» EXERCISE GOAL
All of the records must be repeated exactly.
● ● ● ●
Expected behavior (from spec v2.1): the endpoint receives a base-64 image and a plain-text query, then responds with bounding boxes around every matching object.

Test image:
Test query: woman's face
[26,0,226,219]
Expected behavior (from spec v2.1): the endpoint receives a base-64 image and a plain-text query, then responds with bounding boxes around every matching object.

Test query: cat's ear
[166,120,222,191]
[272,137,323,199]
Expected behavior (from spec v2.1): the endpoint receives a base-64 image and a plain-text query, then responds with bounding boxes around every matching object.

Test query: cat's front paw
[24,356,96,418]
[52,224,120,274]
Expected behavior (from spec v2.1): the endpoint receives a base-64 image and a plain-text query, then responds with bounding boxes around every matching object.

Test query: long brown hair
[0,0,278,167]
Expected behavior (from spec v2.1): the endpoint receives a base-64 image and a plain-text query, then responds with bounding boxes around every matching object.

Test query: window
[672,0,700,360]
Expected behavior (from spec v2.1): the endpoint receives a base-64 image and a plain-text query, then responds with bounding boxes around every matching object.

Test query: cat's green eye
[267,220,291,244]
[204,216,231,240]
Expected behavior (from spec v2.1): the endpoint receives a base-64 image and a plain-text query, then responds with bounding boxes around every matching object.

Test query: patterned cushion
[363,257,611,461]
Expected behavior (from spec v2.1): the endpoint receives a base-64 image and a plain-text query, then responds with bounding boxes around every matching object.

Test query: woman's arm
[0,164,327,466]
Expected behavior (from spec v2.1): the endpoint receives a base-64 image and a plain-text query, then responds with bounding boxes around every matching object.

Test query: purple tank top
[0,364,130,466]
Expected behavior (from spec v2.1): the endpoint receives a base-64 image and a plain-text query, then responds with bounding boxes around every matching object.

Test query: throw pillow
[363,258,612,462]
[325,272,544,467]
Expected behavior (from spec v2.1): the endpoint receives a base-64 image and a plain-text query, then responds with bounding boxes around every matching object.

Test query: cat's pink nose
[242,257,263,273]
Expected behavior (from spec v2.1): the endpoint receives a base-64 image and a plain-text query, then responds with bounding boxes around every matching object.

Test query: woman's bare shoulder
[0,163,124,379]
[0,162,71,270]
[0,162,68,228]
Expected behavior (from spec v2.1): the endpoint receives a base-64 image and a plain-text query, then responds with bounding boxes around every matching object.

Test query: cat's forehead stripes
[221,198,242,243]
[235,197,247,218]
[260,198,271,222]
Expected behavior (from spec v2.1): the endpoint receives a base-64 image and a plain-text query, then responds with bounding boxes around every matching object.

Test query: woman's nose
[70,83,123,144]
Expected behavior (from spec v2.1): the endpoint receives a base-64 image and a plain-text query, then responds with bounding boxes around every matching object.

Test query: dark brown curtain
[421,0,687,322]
● ● ● ●
» ANSWER TO THIS PROBLEM
Expected behavior (from spec v2.1): the endpoint receives a base-64 image and a plain-text query, then responds with bounding boxes around every matching object.

Test image:
Test query: woman's face
[26,0,226,219]
Expected behavior (from spec v2.1): the endpoint receives a base-64 image and a plain-text query, then responds with bounding boxes around every matching object.

Test query: cat's ear
[166,120,222,191]
[272,137,323,199]
Expected behavior (from spec v2.1): the endpoint receives a base-64 image and a plain-text query, then responds with bounding boxes around every matching object.

Test query: cat's front paw
[24,356,96,418]
[52,224,120,274]
Expected behavior (from spec v2.1): the endpoint receives a base-64 image and a plain-text query, then responds with bounding boxes around every matching object.

Test query: long brown hair
[0,0,278,167]
Expected behavior (from spec v2.1): the endpoint receives a base-64 image and a plain-text query, then responds with bounding boxes around every matching object.

Test query: window
[672,0,700,360]
Expected behavior (from spec v2.1): the endpoint receives a base-64 image and a plain-text query, then responds with bounding boxes around every matching object.

Test query: cat's green eye
[267,220,291,244]
[204,216,231,240]
Expected behavior (from spec v2.1): the endpoint receives a base-64 image and a plain-text query, then responds with bounding boxes around every matching object.

Test query: patterned cushion
[363,257,611,461]
Expected behavior (from spec v2.1): the endpoint receives a base-64 image and a plain-text query, then responds with bounding boxes around every matching object.

Test query: woman's arm
[0,164,327,466]
Expected behavior (from spec v2.1): the endpoint receives a base-64 image and a plain-text query, then responds with bounding boxes around every matching object.

Test query: purple tank top
[0,364,130,466]
Expected behavior (from spec v2.1): the endpoint receives a base-64 image and a plain-text query, then responds with bounding boxes around every matching object.

Test query: throw pillow
[363,258,612,462]
[325,272,544,467]
Expected behavior (from spec v2.1): the endpoint receives a base-64 image and a plain-text query, then responds with bounding boxes around every matching object.

Test query: cat's pink nose
[242,257,263,273]
Expected behavior (from spec v2.1): the endpoint receives a base-64 image and a plain-text query, then responds with bounding boxes around every matching object.

Test query: woman's bare shoulder
[0,163,124,379]
[0,162,71,270]
[0,162,68,228]
Expected behavior (from spec v2.1): the endpoint receives a base-64 image and a plain-text query, then responds with bounding boxes around every matching object.

Test query: cat's forehead stripes
[221,198,242,243]
[235,197,247,218]
[260,198,271,222]
Expected behavior (from spec v2.1): the endpoint receives a base-64 image and a plain-text query, then responds with bounding boxes around every matching object.

Test query: woman's nose
[70,83,123,144]
Expected behavior (from spec v2.1): the endpoint receives a base-64 image and a plain-text query, then responds with bounding boxes around every matching object.

Test query: dark brown curtain
[421,0,687,322]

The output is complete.